Jambi  

Hukum Puasa Untuk Ibu Hamil di Bulan Ramadhan Dalam Ajaran Islam

Hukum Puasa Untuk Ibu Hamil Dalam Ajaran Islam
Hukum Puasa Untuk Ibu Hamil Dalam Ajaran Islam

CahayaJambi.com, Jambi – Di bulan Ramadan ini, puasa menjadi kewajiban bagi seluruh umat Islam yang harus dilaksanakan selama satu bulan penuh. Lalu, bagaimana hukum puasa bagi wanita yang sedang hamil?

Hukum puasa untuk ibu hamil dalam ajaran Islam pada dasarnya tidak diwajibkan. Hal ini disebutkan dalam buku Majelis Ramadhan karya Muhammad Shalih Al-Utsaimin, bahwasannya terdapat suatu hadits riwayat Anas bin Malik al-Ka’bi r.a., ia berkata Rasulullah SAW bersabda:

إنَّ اللهَ وَضَعَ عَنِ المُسَافِرِ شَطْرَ الصَّلَاةِ وَالصَّومَ عَنِ المُسافِرِ وَعَنِ المُرضِعِ وَعَنِ الْحُبلى”Sesungguhnya Allah telah menggugurkan separuh sholat bagi musafir serta mencabut kewajiban puasa bagi musafir, wanita menyusui, dan wanita hamil.” (HR Abu Daud, Tirmidzi, Nasa’i, dan Ibnu Majah).

Baca Juga : 06 Golongan Yang di Perbolehkan Tidak Puasa Ramadhan, Apakah Kamu Termasuk?

Ibu hamil boleh melaksanakan puasa wajib selama dirinya merasa yakin dan telah berkonsultasi dengan dokter terkait. Ibu hamil juga diperbolehkan untuk tidak berpuasa apabila khawatir atas dirinya sendiri maupun khawatir terhadap janinnya.

Ibu hamil dan menyusui membutuhkan nutrisi untuk sang bayi. Ibu hamil harus terus menjaga agar janin sehat, sementara ibu menyusui harus menjaga agar ASI tetap lancar.

Bagi ibu hamil yang tidak berpuasa di bulan Ramadan, maka wajib baginya untuk mengqadha atau mengganti hari-hari selama dirinya tidak berpuasa.

Dengan demikian, mengutip dari buku Fikih Empat Madzhab Jilid 2 karya Syaikh Abdurrahman Al-Juzairi, ada penjelasan yang berbeda-beda dari tiap madzhab mengenai hukum puasa untuk Hamil, Ini Penjelasanya

Hukum Puasa Untuk Ibu Hamil Dalam Ajaran Islam
Ibu Menyusui.

1. Madzhab Hanafi
Sementara itu, menurut madzhab Hanafi, apabila seorang wanita yang sedang dalam masa hamil atau menyusui merasa khawatir akan terjadi sesuatu yang buruk apabila berpuasa, maka ia diperbolehkan untuk tidak berpuasa, baik kekhawatiran tersebut didasari atas dirinya sendiri, atas anaknya, atau atas keduanya.

» **DATA TERSEDIA**
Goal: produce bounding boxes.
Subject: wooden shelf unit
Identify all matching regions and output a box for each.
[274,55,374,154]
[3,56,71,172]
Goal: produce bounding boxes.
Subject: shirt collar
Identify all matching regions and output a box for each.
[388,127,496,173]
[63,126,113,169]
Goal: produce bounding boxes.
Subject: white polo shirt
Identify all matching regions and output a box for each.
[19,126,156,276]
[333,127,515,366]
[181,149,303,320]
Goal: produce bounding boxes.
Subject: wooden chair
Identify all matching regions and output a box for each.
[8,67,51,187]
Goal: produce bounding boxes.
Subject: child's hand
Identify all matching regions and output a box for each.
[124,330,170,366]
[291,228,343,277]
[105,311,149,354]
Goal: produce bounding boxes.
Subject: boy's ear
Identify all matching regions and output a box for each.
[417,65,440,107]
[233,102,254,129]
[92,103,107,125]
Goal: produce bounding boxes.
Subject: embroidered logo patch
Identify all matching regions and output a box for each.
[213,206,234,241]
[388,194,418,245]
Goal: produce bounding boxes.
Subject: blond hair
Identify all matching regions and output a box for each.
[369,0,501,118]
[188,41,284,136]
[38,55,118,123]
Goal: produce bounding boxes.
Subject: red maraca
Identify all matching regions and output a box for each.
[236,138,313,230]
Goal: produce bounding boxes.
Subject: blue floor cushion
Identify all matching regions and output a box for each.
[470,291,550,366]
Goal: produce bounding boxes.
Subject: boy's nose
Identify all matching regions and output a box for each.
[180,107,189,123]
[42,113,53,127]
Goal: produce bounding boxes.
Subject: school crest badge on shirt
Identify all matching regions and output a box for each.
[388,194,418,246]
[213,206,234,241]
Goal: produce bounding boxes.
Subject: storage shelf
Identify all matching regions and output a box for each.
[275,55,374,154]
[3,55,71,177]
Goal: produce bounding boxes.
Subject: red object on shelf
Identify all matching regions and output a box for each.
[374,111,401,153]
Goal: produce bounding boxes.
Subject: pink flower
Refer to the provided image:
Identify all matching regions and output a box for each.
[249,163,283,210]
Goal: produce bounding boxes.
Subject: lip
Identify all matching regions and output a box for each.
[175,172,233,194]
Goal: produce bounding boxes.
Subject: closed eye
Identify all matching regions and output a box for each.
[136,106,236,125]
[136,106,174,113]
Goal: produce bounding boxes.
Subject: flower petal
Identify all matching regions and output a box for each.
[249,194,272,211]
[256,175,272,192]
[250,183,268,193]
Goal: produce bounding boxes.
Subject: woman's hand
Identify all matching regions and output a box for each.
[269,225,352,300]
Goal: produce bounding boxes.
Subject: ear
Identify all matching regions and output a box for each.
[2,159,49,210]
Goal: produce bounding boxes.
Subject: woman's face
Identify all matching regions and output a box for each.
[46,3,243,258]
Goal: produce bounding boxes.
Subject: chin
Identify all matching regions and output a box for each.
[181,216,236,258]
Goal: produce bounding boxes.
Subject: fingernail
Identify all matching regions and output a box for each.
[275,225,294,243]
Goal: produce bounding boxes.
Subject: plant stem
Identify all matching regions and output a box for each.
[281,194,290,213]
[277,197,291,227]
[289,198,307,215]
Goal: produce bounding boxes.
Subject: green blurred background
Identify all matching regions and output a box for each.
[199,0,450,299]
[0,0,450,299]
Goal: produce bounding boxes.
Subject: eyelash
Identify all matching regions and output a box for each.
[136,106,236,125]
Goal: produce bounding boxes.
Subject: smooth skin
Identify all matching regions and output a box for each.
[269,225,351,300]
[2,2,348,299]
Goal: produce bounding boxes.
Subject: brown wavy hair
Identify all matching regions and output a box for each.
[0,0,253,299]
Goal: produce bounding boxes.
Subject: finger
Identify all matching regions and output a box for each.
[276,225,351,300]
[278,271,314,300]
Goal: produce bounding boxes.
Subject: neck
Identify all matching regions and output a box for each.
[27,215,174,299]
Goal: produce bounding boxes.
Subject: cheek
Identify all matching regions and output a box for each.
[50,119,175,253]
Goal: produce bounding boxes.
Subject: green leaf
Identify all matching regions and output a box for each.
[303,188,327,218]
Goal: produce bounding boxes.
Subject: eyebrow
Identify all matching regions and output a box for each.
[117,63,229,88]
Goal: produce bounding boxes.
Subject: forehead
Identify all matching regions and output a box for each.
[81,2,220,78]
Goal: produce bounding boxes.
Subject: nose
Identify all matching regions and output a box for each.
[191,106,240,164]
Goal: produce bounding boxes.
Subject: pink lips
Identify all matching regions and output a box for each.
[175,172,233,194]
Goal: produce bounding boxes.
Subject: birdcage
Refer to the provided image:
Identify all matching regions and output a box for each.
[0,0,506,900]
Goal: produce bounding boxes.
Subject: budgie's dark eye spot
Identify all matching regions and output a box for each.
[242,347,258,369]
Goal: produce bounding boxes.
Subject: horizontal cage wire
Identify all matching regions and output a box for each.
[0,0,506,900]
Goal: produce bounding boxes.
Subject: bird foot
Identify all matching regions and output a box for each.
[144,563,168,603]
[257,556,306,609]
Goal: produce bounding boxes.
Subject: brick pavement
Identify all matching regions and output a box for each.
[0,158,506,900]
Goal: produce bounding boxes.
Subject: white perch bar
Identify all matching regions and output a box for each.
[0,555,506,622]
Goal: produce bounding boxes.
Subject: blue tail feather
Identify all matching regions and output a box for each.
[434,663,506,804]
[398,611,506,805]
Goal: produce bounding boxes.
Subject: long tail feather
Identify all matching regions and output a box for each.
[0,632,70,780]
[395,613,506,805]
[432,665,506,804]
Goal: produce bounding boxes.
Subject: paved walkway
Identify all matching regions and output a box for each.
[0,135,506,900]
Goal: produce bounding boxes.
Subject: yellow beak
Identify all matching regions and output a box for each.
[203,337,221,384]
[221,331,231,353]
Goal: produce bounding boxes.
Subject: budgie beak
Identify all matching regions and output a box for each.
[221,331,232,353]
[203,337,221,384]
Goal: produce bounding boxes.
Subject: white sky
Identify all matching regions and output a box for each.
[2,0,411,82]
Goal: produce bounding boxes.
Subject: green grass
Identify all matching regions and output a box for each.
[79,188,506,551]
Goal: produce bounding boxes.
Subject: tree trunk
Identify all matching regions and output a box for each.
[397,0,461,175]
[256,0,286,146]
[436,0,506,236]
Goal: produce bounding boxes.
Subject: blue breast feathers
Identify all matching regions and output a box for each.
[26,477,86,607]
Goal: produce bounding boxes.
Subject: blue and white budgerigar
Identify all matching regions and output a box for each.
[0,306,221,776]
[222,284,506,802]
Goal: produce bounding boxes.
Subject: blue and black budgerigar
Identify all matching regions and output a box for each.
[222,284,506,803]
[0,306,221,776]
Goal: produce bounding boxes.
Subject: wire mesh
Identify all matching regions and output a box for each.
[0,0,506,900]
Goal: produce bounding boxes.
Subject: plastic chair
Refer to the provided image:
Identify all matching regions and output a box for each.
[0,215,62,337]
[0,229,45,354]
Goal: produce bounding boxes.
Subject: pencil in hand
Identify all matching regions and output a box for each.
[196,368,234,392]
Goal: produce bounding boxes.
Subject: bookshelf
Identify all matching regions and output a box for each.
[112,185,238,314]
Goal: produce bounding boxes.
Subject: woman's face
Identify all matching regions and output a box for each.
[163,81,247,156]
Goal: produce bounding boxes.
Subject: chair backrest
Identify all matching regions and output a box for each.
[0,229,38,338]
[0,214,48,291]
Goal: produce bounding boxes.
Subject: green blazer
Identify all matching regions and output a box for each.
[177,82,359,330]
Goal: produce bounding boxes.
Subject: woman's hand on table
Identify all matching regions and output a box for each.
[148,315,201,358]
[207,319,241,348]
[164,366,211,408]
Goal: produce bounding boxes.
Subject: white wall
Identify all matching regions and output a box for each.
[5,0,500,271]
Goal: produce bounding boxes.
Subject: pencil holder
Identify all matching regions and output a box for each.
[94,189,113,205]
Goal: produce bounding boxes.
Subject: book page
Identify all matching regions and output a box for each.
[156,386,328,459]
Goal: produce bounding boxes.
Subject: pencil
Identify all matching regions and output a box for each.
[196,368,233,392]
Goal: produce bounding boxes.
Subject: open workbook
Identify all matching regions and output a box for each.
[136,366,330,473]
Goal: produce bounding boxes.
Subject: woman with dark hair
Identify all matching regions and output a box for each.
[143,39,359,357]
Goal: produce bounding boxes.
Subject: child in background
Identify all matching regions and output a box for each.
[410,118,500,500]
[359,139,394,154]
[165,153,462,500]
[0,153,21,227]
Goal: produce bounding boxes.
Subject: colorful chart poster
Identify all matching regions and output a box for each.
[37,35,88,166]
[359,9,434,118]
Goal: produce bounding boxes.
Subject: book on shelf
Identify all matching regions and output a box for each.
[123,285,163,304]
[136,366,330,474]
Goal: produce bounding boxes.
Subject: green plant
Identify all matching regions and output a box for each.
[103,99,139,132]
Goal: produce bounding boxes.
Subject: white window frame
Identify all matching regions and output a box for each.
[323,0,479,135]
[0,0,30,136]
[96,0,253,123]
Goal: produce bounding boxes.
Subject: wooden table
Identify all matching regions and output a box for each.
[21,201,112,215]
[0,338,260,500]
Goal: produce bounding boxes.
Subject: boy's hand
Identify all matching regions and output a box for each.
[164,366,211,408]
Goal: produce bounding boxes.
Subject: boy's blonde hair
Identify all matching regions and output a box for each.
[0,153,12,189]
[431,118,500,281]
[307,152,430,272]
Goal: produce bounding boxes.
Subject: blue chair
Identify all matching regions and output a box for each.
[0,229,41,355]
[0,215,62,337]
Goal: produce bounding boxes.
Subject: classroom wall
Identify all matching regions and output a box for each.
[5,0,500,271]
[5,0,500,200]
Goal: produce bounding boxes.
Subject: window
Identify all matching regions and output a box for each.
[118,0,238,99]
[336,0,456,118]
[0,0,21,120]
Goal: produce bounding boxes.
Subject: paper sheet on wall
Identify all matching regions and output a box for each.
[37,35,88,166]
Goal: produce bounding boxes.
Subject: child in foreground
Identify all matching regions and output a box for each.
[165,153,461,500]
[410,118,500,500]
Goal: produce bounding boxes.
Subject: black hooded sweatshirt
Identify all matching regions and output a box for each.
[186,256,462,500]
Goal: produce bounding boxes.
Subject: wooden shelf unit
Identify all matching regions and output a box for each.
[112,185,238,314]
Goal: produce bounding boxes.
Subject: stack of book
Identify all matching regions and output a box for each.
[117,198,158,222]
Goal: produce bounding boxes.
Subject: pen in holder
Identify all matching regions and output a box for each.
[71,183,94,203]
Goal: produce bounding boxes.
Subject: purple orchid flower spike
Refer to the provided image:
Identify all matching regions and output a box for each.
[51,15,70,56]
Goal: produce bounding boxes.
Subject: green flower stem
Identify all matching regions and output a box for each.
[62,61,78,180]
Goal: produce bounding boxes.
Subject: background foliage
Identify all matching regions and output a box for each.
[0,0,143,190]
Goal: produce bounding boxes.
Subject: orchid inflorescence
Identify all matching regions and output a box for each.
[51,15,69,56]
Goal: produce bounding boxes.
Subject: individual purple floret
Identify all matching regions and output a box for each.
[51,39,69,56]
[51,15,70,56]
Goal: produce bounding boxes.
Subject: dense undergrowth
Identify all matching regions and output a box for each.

» **LATIHAN TERTULIS**
Lanjutkan bacaan tentang hukum puasa bagi ibu hamil, dimulai setelah kalimat terakhir yang tercantum.

» **HASIL JAWABAN**
Namun, bagi ibu hamil dan menyusui yang tidak berpuasa menurut madzhab ini tidak diharuskan untuk membayar fidyah, melainkan hanya diwajibkan untuk mengqadha puasanya saja. Dalam mengqadha puasa juga tidak perlu dilakukan secara berturut-turut

2. Madzhab Syafi’i
Berdasarkan madzhab Syafi’i, ibu hamil atau menyusui yang merasa khawatir akan terjadi sesuatu yang tidak diinginkan karena berpuasa, baik kekhawatiran tersebut didasarkan atas dirinya sendiri, anaknya, atau keduanya, maka ia diwajibkan untuk tidak berpuasa.

Madzhab ini mewajibkan ibu hamil dan menyusui yang tidak menunaikan puasa wajib untuk mengqadha puasanya di waktu yang lain, tanpa membayar fidyah kecuali pada kondisi ketika kekhawatiran tersebut hanya atas diri anaknya saja.

3. Madzhab Hambali
Menurut madzhab Hambali, ibu hamil atau menyusui diperbolehkan untuk tidak berpuasa apabila dikhawatirkan akan terjadi hal buruk terhadap dirinya atau keduanya.

Ibu hamil dan menyusui diwajibkan untuk mengqadha puasa tersebut dan tidak perlu membayar fidyah. Apabila kekhawatiran tersebut hanya terhadap anaknya saja, maka ia diharuskan untuk mengqadha puasanya sekaligus membayar fidyah.

Apabila seorang ibu mampu untuk membayar wanita lain untuk menyusui anaknya, maka hendaknya ia memberikan anaknya kepada wanita yang mau menyusui tersebut dengan membayarkan upahnya agar ia tidak perlu meninggalkan puasa.

4. Madzhab Maliki
Berdasarkan madzhab Maliki, wanita yang hamil atau menyusui, baik sebagai ibu kandung dari anak yang disusuinya atau bukan, apabila ia merasa khawatir akan jatuh sakit jika berpuasa, baik kekhawatiran tersebut disebabkan atas dirinya sendiri atau atas anak yang disusuinya maupun keduanya, maka ia diperbolehkan untuk tidak berpuasa.

Inilah Pandangan 4 Madzab Di Indonesia Mengenai Wanita Hamil dan Ibu Menyusui Untuk Di perbolekan Tidak Puasa Ramadhan. (YPA)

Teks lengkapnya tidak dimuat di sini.